▼▼▼

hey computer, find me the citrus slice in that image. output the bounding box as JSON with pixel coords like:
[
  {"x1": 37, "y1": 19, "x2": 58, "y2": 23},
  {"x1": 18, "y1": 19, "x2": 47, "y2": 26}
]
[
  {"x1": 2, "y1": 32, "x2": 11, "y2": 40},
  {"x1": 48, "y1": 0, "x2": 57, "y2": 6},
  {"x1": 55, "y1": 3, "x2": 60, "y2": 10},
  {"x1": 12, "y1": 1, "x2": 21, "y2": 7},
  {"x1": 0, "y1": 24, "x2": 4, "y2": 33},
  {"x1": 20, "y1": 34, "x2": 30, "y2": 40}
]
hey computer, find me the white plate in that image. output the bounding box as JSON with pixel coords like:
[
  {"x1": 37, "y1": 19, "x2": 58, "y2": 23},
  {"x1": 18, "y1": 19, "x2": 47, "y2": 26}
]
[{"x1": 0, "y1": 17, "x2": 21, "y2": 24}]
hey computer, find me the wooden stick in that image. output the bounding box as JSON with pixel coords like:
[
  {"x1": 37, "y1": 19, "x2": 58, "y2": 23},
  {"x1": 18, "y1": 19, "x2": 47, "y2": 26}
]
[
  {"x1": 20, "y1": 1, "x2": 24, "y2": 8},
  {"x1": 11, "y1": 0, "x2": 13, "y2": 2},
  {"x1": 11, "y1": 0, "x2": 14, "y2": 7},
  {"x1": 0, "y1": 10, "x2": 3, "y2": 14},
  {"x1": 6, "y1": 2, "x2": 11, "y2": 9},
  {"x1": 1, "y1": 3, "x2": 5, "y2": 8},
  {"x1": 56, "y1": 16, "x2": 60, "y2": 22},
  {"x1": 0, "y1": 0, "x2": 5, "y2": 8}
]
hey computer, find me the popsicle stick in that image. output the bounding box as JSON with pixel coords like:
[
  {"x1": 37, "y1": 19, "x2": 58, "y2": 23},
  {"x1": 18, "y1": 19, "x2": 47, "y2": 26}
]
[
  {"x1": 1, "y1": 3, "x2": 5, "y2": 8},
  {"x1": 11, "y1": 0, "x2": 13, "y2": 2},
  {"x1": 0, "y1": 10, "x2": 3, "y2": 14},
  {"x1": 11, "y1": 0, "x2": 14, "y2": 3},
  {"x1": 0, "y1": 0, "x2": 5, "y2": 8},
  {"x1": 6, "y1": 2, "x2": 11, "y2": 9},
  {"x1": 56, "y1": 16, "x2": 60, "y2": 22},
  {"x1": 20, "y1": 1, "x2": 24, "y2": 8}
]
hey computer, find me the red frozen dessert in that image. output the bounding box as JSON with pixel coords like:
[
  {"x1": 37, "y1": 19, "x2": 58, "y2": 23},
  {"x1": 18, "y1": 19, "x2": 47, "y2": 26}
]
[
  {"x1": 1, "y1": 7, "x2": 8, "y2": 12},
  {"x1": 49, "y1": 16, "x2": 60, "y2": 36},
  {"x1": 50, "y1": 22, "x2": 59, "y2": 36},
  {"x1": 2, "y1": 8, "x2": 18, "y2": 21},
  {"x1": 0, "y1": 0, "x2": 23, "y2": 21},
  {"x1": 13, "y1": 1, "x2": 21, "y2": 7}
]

▲▲▲

-- What to produce --
Send back all the records above word for word.

-- Response below --
hey computer, find me the citrus slice in that image. output the bounding box as JSON with pixel coords like:
[
  {"x1": 37, "y1": 19, "x2": 58, "y2": 23},
  {"x1": 18, "y1": 19, "x2": 47, "y2": 26}
]
[
  {"x1": 2, "y1": 32, "x2": 11, "y2": 40},
  {"x1": 48, "y1": 0, "x2": 57, "y2": 6},
  {"x1": 55, "y1": 3, "x2": 60, "y2": 10},
  {"x1": 12, "y1": 1, "x2": 21, "y2": 7},
  {"x1": 0, "y1": 24, "x2": 4, "y2": 33},
  {"x1": 20, "y1": 34, "x2": 30, "y2": 40}
]
hey computer, find me the white plate in that image. output the bounding box as JSON with pixel coords like:
[
  {"x1": 37, "y1": 19, "x2": 58, "y2": 23},
  {"x1": 18, "y1": 19, "x2": 47, "y2": 26}
]
[{"x1": 0, "y1": 17, "x2": 21, "y2": 24}]
hey computer, find me the wooden stick in that image. output the bounding box as JSON with pixel coords like:
[
  {"x1": 37, "y1": 19, "x2": 58, "y2": 23},
  {"x1": 18, "y1": 19, "x2": 47, "y2": 26}
]
[
  {"x1": 20, "y1": 1, "x2": 24, "y2": 8},
  {"x1": 11, "y1": 0, "x2": 13, "y2": 2},
  {"x1": 11, "y1": 0, "x2": 14, "y2": 7},
  {"x1": 0, "y1": 10, "x2": 3, "y2": 14},
  {"x1": 6, "y1": 2, "x2": 11, "y2": 9},
  {"x1": 1, "y1": 3, "x2": 5, "y2": 8},
  {"x1": 56, "y1": 16, "x2": 60, "y2": 22},
  {"x1": 0, "y1": 0, "x2": 5, "y2": 8}
]
hey computer, find me the popsicle stick in that image. output the bounding box as JSON with pixel coords like:
[
  {"x1": 37, "y1": 19, "x2": 58, "y2": 23},
  {"x1": 18, "y1": 19, "x2": 47, "y2": 26}
]
[
  {"x1": 1, "y1": 3, "x2": 5, "y2": 8},
  {"x1": 11, "y1": 0, "x2": 13, "y2": 2},
  {"x1": 0, "y1": 10, "x2": 3, "y2": 14},
  {"x1": 11, "y1": 0, "x2": 14, "y2": 3},
  {"x1": 0, "y1": 0, "x2": 5, "y2": 8},
  {"x1": 6, "y1": 2, "x2": 11, "y2": 9},
  {"x1": 56, "y1": 16, "x2": 60, "y2": 22},
  {"x1": 20, "y1": 1, "x2": 24, "y2": 8}
]
hey computer, find me the red frozen dessert in that image. output the bounding box as JSON with pixel coords like:
[
  {"x1": 37, "y1": 19, "x2": 58, "y2": 23},
  {"x1": 18, "y1": 19, "x2": 47, "y2": 26}
]
[
  {"x1": 1, "y1": 7, "x2": 8, "y2": 12},
  {"x1": 49, "y1": 16, "x2": 60, "y2": 36},
  {"x1": 50, "y1": 22, "x2": 59, "y2": 36},
  {"x1": 2, "y1": 8, "x2": 18, "y2": 21},
  {"x1": 0, "y1": 0, "x2": 23, "y2": 21},
  {"x1": 13, "y1": 1, "x2": 21, "y2": 7}
]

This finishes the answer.